**Статья**
После прокуроров в прениях взял слово адвокат Марголина Алексей Мирошниченко. Он заявил, что тема массовых беспорядков является краеугольным камнем в деле. Защитник пояснил, какими, в его представлении, бывают настоящие массовые беспорядки: события на Манежной площади, организованные футбольными фанатами в 2002 году, погромы в узбекском городе Фергане в 1989 году с поджогами и драками. Далее Мирошниченко коснулся темы поврежденных на Болотной туалетных кабин и «разрушений асфальта», который, как напомнил суду адвокат, «обладает устойчивостью к механическим повреждениям». Он нашел и историческую параллель: «Перед венчанием на царство возникла давка, которую называют Ходынкой. История повторилась в виде фарса».
«Не кажется ли суду, что опрокинутые сортиры — явно слабое основание для обвинения в столь тяжком преступлении?» — поинтересовался Мирошниченко.
И Гущин, и Гаскаров, и Марголин ранее частично признали свою вину, настаивая, что их столкновение с сотрудниками полиции на Болотной площади не должно квалифицироваться как уголовное преступление.
Второй защитник Марголина Никита Таранищенко добавил, что участие в массовых беспорядках — это преступление с умыслом. Тогда же имела место самозащита граждан, подчеркнул юрист. Сам подсудимый в прениях заявил, что он лишь единожды нечаянно ударил полицейского Бажанова, остальное – домыслы, и попросил суд оправдать его.
Адвокат Ильи Гущина Сергей Панченко, выступавший следующим, заявил, что потерпевший – полицейский Антонов – не пострадал от действий его подзащитного. Видеоматериалы, послужившие доказательством вины, показывают лишь то, что Гущин на секунду потянул Антонова за бронежилет вверх и назад, после чего отпустил. Значит, действия Гущина не несли такой опасности, какой их хочет представить обвинение.
Сам Гущин в прениях в очередной раз подчеркнул, что никто из демонстрантов не собирался «идти на Кремль», к тому же действия полиции были осознанными и направленными, а действия демонстрантов – подчеркнуто мирными. Он попросил вынести ему условное наказание с учетом чистосердечного признания.
После перерыва суд заслушал гражданского активиста Алексея Гаскарова. Подсудимый стоял во взмокшей клетчатой рубашке (кондиционер в заполненном зале суда плохо справлялся со своей функцией), он говорил долго и обстоятельно, комментируя посекундно видеодоказательства, на которые ссылаются следствие и обвинение. Гаскарову вменяется в вину, что он схватил за ногу полицейского Ибатулина и дернул за руку рядового Булычева. Он в очередной раз пояснил, что лишь на секунду коснулся Ибатулина, когда пытался разнять полицейского и демонстрантов. Также Алексей напомнил, что он не участвовал в сидячей забастовке вместе с лидерами протеста и прошел через оцепление на площадь, где и находился, а в прорыве, вопреки показаниям свидетелей обвинения, не участвовал.

**Задание**
Продолжите статью о прениях сторон по делу о событиях на Болотной площади, начав сразу после ее последнего предложения.

**Блок данных**
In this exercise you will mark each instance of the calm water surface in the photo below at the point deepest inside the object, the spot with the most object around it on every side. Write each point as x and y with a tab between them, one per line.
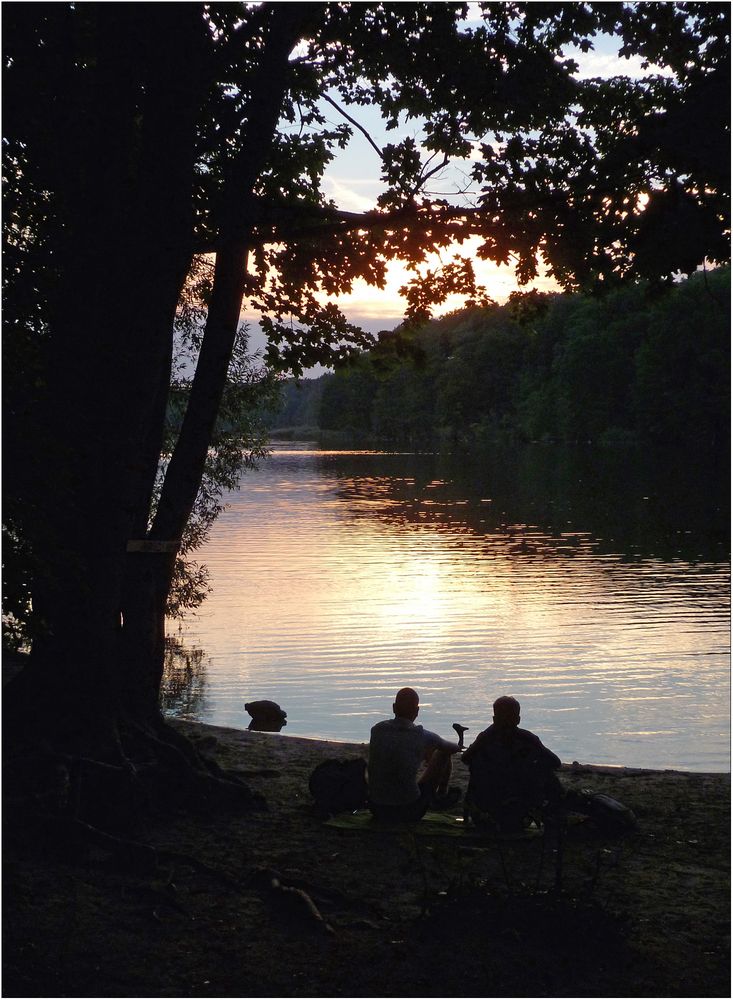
594	588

**Итог упражнения**
«Оба вменяемых мне эпизода произошли до «массовых беспорядков», поэтому у меня не могло быть умысла на участие в них», – сказал Гаскаров.
Затем Гаскаров снова обратился к краеугольному камню обвинения – «массовым беспорядкам». Обвинение считает, что Гаскаров участвовал в прорыве оцепления, а сам он говорит, что в этот момент находился совсем в другом месте, перед сценой, что подтверждается видеозаписью. Свидетельским показаниям Гаскаров предложил не доверять.
«Если полиция задерживала в тот день участников массовых беспорядков, а не всех подряд, то почему к уголовной ответственности были привлечены только 20 человек из 656 задержанных?» — спросил Гаскаров, добавив, что уголовное наказание за простое нахождение в толпе в России не предусмотрено.
Сам Гаскаров в тот день спокойно покинул Болотную площадь, а задержан был только год спустя.
Адвокат Алексея Светлана Сидоркина с самого начала своей речи продемонстрировала решительный настрой: «Я потрясена запрошенными сроками и вынуждена изменить тон своего выступления. Я считаю, что Гаскаров преследуется по политическим мотивам, и если он будет осужден, то будет признан узником совести».
Далее Сидоркина сделала краткий экскурс в историю антифашистского движения в России и упомянула о том, что в 2010 году Гаскаров был фигурантом «химкинского дела», по которому его оправдали. Адвокат напомнила, что каждый раз при продлении срока содержания Гаскарову следствие характеризовало его как лидера антифа. По ее словам, это свидетельствует о политической мотивированности преследования Гаскарова. Этим же Сидоркина объяснила размытость времени и места вменяемых ему эпизодов.
Сидоркина говорила с таким напором, что прокурор Смирнов даже разглядел в ее речи неуважение то ли к суду, то ли к стороне обвинения и попросил судью Наталью Сусину сделать адвокату замечание.
Второй адвокат Гаскарова Дмитрий Динзе, комментируя эпизоды захвата его подзащитным руки одного и ноги второго полицейских, отметил, что подсудимый сделал это «нежно», то есть страж порядка не хромал, не испытывал боли, а та часть ноги, за которую Гаскаров схватил Ибатулина, защищена высоким голенищем специальной обуви.
Динзе попросил снять с Гаскарова обвинения в применении насилия и напомнил, что «законодательством не запрещено прикасаться к сотрудникам полиции, если это не влечет причинение вреда».
Пенсионерка Елена Кохтарева – единственная, кто полностью признал вину и раскаялся в содеянном, – не могла определиться, произносить ли ей свою традиционную патриотическую речь в пророссийском стиле с проклятиями в адрес либералов. «Я бы пожелала высказаться, но мне все запрещают: дочь запрещает, адвокаты запрещают», – засомневалась Кохтарева.
«Суд вам точно не запрещает», – улыбнулась судья Сусина.
«Я все никак не могу втиснуться в тему…» – посетовала Кохтарева.
«Если вы снова намерены говорить о Сирии, Украине, оставьте, там своя боль», – попросила судья, и Кохтарева воздержалась от участия в прениях.
После этих реплик неожиданно для всех судья перешла к стадии последнего слова подсудимых. Гаскаров сказал, что он не готовился к последнему слову, и попросил дать ему выступить на следующем заседании. Тогда суд заслушал выступления Гущина и Марголина.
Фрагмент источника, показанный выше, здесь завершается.